Supplied material:
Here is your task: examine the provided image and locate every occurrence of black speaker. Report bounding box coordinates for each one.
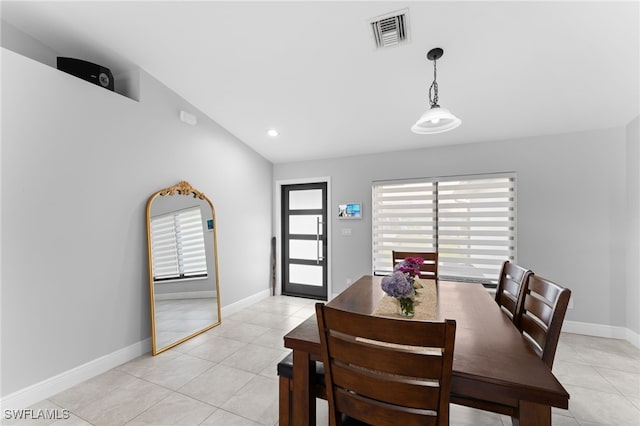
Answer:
[58,56,113,90]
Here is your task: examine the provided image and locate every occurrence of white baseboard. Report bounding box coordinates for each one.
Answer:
[0,338,151,410]
[220,288,271,322]
[562,321,640,348]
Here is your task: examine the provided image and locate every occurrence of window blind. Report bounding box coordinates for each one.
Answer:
[151,207,207,281]
[372,175,516,283]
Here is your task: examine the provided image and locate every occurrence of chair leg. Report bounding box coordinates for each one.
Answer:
[278,376,291,426]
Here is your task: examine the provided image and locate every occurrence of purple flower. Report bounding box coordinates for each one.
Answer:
[394,257,424,279]
[382,271,414,297]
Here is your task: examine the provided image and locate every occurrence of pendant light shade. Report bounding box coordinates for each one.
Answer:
[411,47,462,135]
[411,106,462,135]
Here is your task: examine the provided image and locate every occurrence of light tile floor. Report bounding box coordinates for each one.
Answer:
[2,296,640,426]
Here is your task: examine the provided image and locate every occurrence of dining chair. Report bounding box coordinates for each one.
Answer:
[391,250,438,280]
[316,303,456,426]
[516,274,571,369]
[496,260,533,327]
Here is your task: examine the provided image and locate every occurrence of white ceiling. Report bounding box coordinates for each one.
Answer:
[2,0,640,163]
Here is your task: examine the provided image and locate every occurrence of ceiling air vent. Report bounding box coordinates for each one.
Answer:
[371,9,409,48]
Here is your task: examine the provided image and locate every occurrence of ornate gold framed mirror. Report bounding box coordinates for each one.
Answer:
[147,181,222,355]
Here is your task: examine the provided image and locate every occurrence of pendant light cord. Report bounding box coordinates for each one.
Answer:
[429,59,440,108]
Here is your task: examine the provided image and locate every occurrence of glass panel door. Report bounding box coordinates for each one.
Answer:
[282,182,327,300]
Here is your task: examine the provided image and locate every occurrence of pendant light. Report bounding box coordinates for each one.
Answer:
[411,47,462,135]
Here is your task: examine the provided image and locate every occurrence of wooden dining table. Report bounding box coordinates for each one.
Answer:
[284,275,569,426]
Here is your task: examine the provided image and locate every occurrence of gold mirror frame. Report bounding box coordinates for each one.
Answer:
[147,181,222,355]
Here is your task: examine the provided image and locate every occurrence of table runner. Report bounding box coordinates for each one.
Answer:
[373,279,438,321]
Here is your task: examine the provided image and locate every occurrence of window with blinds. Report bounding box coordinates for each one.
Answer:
[372,174,516,284]
[151,207,207,281]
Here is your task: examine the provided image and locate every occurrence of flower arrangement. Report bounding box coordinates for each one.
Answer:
[394,257,424,289]
[382,257,424,317]
[381,271,415,316]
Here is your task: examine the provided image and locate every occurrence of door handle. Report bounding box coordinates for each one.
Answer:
[316,217,324,265]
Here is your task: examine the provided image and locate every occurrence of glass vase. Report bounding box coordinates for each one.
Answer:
[398,297,415,317]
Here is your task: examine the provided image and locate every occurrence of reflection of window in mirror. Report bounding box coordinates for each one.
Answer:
[151,206,207,281]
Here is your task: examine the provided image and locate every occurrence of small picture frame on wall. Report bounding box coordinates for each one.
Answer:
[338,203,362,219]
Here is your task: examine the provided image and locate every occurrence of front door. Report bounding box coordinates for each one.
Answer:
[281,182,327,300]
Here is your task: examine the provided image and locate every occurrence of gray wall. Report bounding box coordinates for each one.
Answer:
[626,116,640,334]
[274,128,638,326]
[1,48,272,396]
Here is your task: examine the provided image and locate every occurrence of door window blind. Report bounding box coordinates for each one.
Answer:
[151,207,207,281]
[372,174,516,284]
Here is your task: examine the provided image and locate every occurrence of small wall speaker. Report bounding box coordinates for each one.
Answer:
[58,56,114,90]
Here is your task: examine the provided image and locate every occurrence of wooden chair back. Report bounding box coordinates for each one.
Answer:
[391,250,438,280]
[316,303,456,426]
[518,274,571,369]
[496,260,533,327]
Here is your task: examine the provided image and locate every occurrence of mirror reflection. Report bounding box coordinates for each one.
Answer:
[147,181,221,355]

Problem to work on: Could you render all of the data above as a two-column CSV with the headers text and answer, one row for each "Here is your task" line, putting that line and its answer each in a single quoted field with any line breaks replaced by spaces? Leave out the picture.

Solution to the problem:
text,answer
"Here is your task: examine the provided image and locate every occurrence of black speaker. Report bounding box coordinates for each one. Answer:","[58,56,113,90]"
"Here is your task: examine the provided image and locate every occurrence of white baseboard. Report bounding box coordinates for each one. Answer:","[0,338,151,410] [220,288,271,322] [562,321,640,348]"
"Here is your task: examine the provided image and locate every occurrence of window blind. Report bounding box coordinates for each one. Answer:","[151,207,207,281] [372,175,516,283]"
"Here is your task: examine the provided image and locate every occurrence of chair leg. Report bounding box coordinates for each one. Answer:","[278,376,291,426]"
"Here is your task: examine the provided image and locate every occurrence of purple flower. Report bounding box coordinates for each one. Answer:","[394,257,424,279] [382,271,414,297]"
"Here is your task: examine the provided image and locate every occurrence of pendant light shade. Report bounding box coordinates for each one. Answer:","[411,47,462,135] [411,106,462,135]"
"Here is your task: examine the provided image and locate every occurrence of light tile floor. Report bounding box coordinates for each one. Answer:","[2,296,640,426]"
"Here is your task: examine the provided image and locate every occurrence of dining chair. Report bounding box coordinates for each one. Answer:","[391,250,438,280] [316,303,456,426] [516,274,571,369] [496,260,533,327]"
"Here is your task: examine the provided image and locate every occurrence of white ceiling. Report bounding box coordinates for each one. Answer:","[2,0,640,163]"
"Here is your task: examine the provided image and locate every occurrence of ceiling air vent. Report bounding box coordinates for each one. Answer:","[371,9,409,48]"
"Here is your task: examine the provided image and locate every occurrence of ornate gold framed mirror. Report bounding box coordinates for each one. Answer:","[147,181,222,355]"
"Here is your task: examine the provided image and locate every occurrence of pendant light cord. Report bounding box coordinates for each one. Answer:","[429,59,440,108]"
"Here is your task: examine the provided image and locate every occurrence of glass panel door. Report bounding box coordinates for each one. Answer:","[282,182,327,300]"
"Here is your task: examine the provided image and locate every occurrence of pendant light. Report bounding box coordinates for each one. Answer:","[411,47,462,135]"
"Here is your task: examine the provided image and locate every occurrence of wooden dining table. Report bounding box coordinates for each one. Answer:","[284,275,569,426]"
"Here is your task: examine the provided image and locate every occurrence of gold mirror frame. Report bounding box coordinates for each one. Answer:","[147,181,222,355]"
"Here is your task: examine the provided image and locate every occurrence of table runner. Report bounding box coordinates for each one. Answer:","[373,279,438,321]"
"Here is your task: examine the provided image and locate every occurrence of window with blinds. Report bounding box coordinates for each one. Answer:","[372,174,516,284] [151,207,207,281]"
"Here is your task: examine the provided image and locate every occurrence of flower arrangement. Report bounding box coordinates for each one. Answer:","[394,257,424,289] [382,257,424,317] [381,271,415,316]"
"Here is your task: examine the provided image and locate every occurrence of door handle. Report bounding box coordinates for each one. Answer:","[316,217,324,265]"
"Here is your task: examine the provided image and locate every occurrence of glass vase. Report bounding box coordinates for each one. Answer:","[398,297,415,317]"
"Here is your task: examine the provided image and locate every occurrence of reflection of window in mirror. Report bounding box coordinates for each one. Answer:","[151,206,207,281]"
"Here is your task: examine the provided image and locate every occurrence of small picture frame on wall. Report bounding box coordinates for each one. Answer:","[338,203,362,219]"
"Here is your task: examine the provided image and locate every occurrence of front door. Report bounding box coordinates for each one. Answer:","[281,182,327,300]"
"Here is your task: examine the provided image and locate every occurrence of gray wall. Report bounding box coordinates for each one. Answer:","[626,116,640,334] [274,128,638,326] [1,48,272,396]"
"Here is your task: examine the provided image and locate every occurrence of door window blind. Report bounding box coordinates for each one. Answer:","[151,207,207,281] [372,174,516,284]"
"Here is your task: examine the provided image and locate every occurrence of small wall speaker. Report bounding box coordinates for each one. Answer:","[58,56,114,90]"
"Here is your task: examine the provided image and locate every occurrence of wooden chair back. Report bounding box coordinates for each one. Answer:","[391,250,438,280] [316,303,456,426] [518,274,571,369] [496,260,533,327]"
"Here is your task: examine the provided image and locate every occurrence of mirror reflection. Report bounding box coordinates for each one. Answer:","[147,181,221,355]"